Write out the entries below once more, exactly.

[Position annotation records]
|---|

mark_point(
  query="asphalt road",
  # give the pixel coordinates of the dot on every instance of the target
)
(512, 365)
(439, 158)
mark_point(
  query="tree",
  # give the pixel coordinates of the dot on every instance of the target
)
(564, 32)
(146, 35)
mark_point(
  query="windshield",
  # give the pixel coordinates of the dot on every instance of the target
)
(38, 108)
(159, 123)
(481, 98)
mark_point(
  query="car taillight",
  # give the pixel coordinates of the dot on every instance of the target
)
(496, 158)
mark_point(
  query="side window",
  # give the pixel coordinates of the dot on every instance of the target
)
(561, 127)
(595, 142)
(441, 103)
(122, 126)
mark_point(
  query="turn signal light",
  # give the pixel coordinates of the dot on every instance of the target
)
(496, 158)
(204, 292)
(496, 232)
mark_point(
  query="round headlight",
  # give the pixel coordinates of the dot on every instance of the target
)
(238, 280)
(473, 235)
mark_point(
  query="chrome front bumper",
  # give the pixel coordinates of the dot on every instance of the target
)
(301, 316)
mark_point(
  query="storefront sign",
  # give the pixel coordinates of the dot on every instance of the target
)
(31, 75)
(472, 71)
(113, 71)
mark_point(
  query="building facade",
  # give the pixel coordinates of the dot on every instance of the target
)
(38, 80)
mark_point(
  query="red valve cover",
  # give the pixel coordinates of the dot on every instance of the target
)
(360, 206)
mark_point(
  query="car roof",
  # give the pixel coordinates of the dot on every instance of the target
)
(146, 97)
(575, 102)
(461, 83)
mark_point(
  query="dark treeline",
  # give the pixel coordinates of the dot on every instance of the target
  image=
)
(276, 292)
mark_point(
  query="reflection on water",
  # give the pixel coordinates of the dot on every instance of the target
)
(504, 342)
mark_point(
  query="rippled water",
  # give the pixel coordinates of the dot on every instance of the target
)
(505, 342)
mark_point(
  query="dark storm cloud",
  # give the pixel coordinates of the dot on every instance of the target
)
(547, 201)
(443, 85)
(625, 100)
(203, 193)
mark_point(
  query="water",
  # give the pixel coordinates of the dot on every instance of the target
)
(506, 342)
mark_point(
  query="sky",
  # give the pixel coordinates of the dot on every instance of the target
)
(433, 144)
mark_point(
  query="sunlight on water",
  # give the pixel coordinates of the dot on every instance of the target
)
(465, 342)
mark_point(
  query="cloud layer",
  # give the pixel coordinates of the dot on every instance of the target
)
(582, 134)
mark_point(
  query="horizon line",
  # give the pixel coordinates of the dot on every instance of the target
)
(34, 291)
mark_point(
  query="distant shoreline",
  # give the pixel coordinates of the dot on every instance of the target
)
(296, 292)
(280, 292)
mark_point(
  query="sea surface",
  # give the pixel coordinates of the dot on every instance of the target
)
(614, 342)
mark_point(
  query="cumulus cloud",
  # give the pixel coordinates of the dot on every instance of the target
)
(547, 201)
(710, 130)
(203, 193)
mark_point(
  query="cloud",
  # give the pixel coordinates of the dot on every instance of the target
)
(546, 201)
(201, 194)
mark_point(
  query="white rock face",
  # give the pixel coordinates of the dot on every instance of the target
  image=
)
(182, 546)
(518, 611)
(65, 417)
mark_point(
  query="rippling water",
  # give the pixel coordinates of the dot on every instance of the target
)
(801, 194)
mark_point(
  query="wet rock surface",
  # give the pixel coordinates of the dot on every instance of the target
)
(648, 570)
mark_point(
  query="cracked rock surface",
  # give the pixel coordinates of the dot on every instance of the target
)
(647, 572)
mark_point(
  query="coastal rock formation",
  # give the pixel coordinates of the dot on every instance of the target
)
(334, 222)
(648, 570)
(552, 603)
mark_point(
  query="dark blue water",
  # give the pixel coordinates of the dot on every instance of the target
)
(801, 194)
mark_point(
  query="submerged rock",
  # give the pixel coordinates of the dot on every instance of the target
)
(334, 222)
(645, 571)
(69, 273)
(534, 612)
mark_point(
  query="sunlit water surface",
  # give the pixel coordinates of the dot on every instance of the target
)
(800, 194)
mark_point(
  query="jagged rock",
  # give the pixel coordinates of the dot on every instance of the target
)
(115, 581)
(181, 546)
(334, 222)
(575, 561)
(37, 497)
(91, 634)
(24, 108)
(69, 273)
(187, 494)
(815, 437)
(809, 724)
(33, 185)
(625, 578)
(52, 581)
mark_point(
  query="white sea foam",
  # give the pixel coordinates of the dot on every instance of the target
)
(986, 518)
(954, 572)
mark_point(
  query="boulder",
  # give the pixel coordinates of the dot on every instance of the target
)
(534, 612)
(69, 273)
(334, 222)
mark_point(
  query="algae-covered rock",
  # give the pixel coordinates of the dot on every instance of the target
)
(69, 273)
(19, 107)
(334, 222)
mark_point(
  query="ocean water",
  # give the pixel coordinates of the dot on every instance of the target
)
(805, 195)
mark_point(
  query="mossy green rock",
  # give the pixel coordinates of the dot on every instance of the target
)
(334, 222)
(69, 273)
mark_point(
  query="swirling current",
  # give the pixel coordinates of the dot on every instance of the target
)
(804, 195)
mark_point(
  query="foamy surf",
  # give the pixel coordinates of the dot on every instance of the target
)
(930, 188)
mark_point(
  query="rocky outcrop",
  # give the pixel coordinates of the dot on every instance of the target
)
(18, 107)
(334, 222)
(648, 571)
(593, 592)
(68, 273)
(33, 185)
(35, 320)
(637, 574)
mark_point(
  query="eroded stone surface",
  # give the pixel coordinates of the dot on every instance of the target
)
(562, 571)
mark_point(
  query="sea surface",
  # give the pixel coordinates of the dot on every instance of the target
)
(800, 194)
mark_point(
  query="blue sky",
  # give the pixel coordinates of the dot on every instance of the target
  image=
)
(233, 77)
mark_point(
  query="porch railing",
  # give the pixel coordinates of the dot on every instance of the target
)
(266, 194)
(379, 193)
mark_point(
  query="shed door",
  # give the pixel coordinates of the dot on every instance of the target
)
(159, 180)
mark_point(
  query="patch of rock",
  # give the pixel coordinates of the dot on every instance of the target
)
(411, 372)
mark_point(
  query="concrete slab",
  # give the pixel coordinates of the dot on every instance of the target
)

|---|

◆ Task response ◆
mark_point(
  query="asphalt road",
  # give the pixel coordinates of the dot on every instance of the target
)
(512, 365)
(439, 158)
mark_point(
  query="tree",
  # give the pixel coordinates of the dot on every instance of the target
)
(564, 32)
(146, 35)
mark_point(
  query="windshield",
  # give the pixel coordinates of the dot on every instance of the target
)
(38, 108)
(159, 123)
(481, 98)
mark_point(
  query="car taillight",
  # give the pixel coordinates of the dot on every instance of the target
)
(496, 158)
mark_point(
  query="side window",
  # give the pixel coordinates of the dot on every instance of the target
)
(561, 127)
(595, 142)
(441, 103)
(122, 126)
mark_point(
  query="turn signal light",
  # give the pixel coordinates of the dot on every instance of the target
)
(496, 158)
(204, 292)
(496, 232)
mark_point(
  query="round headlight",
  # give the pixel coordinates of the dot on every instance of the target
)
(238, 280)
(473, 235)
mark_point(
  query="chrome front bumper",
  # give the pixel coordinates of the dot on every instance of the target
)
(301, 316)
mark_point(
  query="storefront sign",
  # give the pixel coordinates of the dot on every instance of the target
)
(31, 75)
(472, 71)
(113, 71)
mark_point(
  query="building facade",
  # give the pixel coordinates of the dot on every instance of the target
)
(38, 80)
mark_point(
  query="red valve cover",
  # give the pixel coordinates of the dot on every instance of the target
)
(360, 206)
mark_point(
  query="car roof",
  # give the pixel coordinates of the dot on every instance of the target
)
(146, 97)
(575, 102)
(461, 83)
mark_point(
  query="dark treeline",
  # give the pixel coordinates of the dot on every instance of the target
  image=
)
(276, 292)
mark_point(
  query="reflection on water",
  # give the pixel coordinates of the dot on every instance of the target
)
(504, 342)
mark_point(
  query="rippled water",
  # give the pixel coordinates of the dot on every instance of the target
)
(505, 342)
mark_point(
  query="dark storm cloud",
  # give the pixel coordinates of the dot on every instance of the target
)
(547, 201)
(443, 85)
(625, 100)
(203, 193)
mark_point(
  query="water",
  # give the pixel coordinates of the dot on every instance of the target
)
(506, 342)
mark_point(
  query="sky",
  # give the pixel coordinates of the dot on every instance of the target
)
(433, 144)
mark_point(
  query="sunlight on water",
  # give the pixel coordinates of the dot on every instance of the target
)
(465, 342)
mark_point(
  query="cloud layer",
  # give the pixel coordinates of the dot on every instance of the target
)
(582, 134)
mark_point(
  query="horizon line",
  # give the pixel coordinates of the dot on every instance of the target
)
(34, 291)
mark_point(
  query="distant shoreline",
  # give the pixel coordinates of the dot on every instance of the target
)
(296, 292)
(280, 292)
mark_point(
  query="sea surface",
  # give the pixel coordinates of the dot on every instance of the target
)
(614, 342)
mark_point(
  query="cumulus cloud",
  # give the pixel coordinates of the dot on every instance of the target
)
(547, 201)
(710, 130)
(203, 193)
mark_point(
  query="cloud",
  # give the pixel coordinates of the dot on every instance of the target
)
(546, 201)
(201, 194)
mark_point(
  query="white rock face",
  # give the pixel coordinates of the dot on every instance of the target
  image=
)
(182, 546)
(518, 611)
(65, 417)
mark_point(
  query="rippling water",
  # give the pixel coordinates of the dot on every instance of the target
)
(801, 194)
mark_point(
  query="wet rock surface",
  # give the pixel coordinates of the dot on every instance of the target
)
(648, 570)
mark_point(
  query="cracked rock surface",
  # give the pixel coordinates of the dot on every instance of the target
)
(647, 572)
mark_point(
  query="coastal rock formation",
  # give the pixel coordinates of the dot on every instance of the target
)
(334, 222)
(648, 570)
(552, 603)
mark_point(
  query="dark blue water",
  # give the pixel coordinates of the dot on every instance of the target
)
(801, 194)
mark_point(
  query="submerged rock",
  # give the pixel coordinates of the dot on every instance of the target
)
(334, 222)
(645, 571)
(69, 273)
(534, 612)
mark_point(
  query="sunlit water surface",
  # give the pixel coordinates of the dot on every instance of the target
)
(800, 194)
mark_point(
  query="jagged rock",
  # give the pixel coordinates of the dot on every instance of the target
)
(115, 581)
(181, 546)
(334, 222)
(575, 561)
(37, 497)
(91, 634)
(24, 108)
(69, 273)
(187, 494)
(815, 437)
(809, 724)
(33, 185)
(625, 578)
(52, 581)
mark_point(
  query="white sea foam",
  # give the pixel coordinates of the dot on every instance of the target
)
(986, 518)
(954, 572)
mark_point(
  query="boulder",
  # give the pixel coordinates of the dot on every instance of the target
)
(534, 612)
(69, 273)
(334, 222)
mark_point(
  query="algae-covered rock",
  # give the pixel coordinates of the dot on every instance of the target
)
(69, 273)
(19, 107)
(334, 222)
mark_point(
  query="ocean water",
  # give the pixel coordinates of the dot on every instance of the target
)
(805, 195)
mark_point(
  query="mossy green rock",
  # give the pixel coordinates of the dot on every instance of the target
)
(334, 222)
(69, 273)
mark_point(
  query="swirling current",
  # give the pixel coordinates of the dot on every instance of the target
)
(804, 195)
mark_point(
  query="foamy surf",
  # give the pixel coordinates of the dot on every instance of the target
)
(930, 188)
mark_point(
  query="rocky outcrop",
  # give the pixel coordinates of the dot on every instance of the target
)
(18, 107)
(334, 222)
(648, 571)
(593, 592)
(68, 273)
(33, 185)
(35, 320)
(637, 574)
mark_point(
  query="eroded stone surface",
  # give the pixel coordinates of the dot on every instance of the target
)
(562, 571)
mark_point(
  query="sea surface",
  # give the pixel coordinates of the dot on every instance of the target
)
(800, 194)
mark_point(
  query="blue sky",
  # give the pixel coordinates of the dot on every instance of the target
  image=
)
(233, 77)
mark_point(
  query="porch railing",
  # give the pixel coordinates of the dot on every instance of the target
)
(266, 194)
(379, 193)
mark_point(
  query="shed door",
  # give the pixel coordinates of the dot on every instance of the target
)
(159, 180)
mark_point(
  query="patch of rock",
  # give the pixel coordinates of the dot on every instance of the target
)
(411, 372)
mark_point(
  query="concrete slab",
  # give the pixel coordinates of the dot on every instance of the target
)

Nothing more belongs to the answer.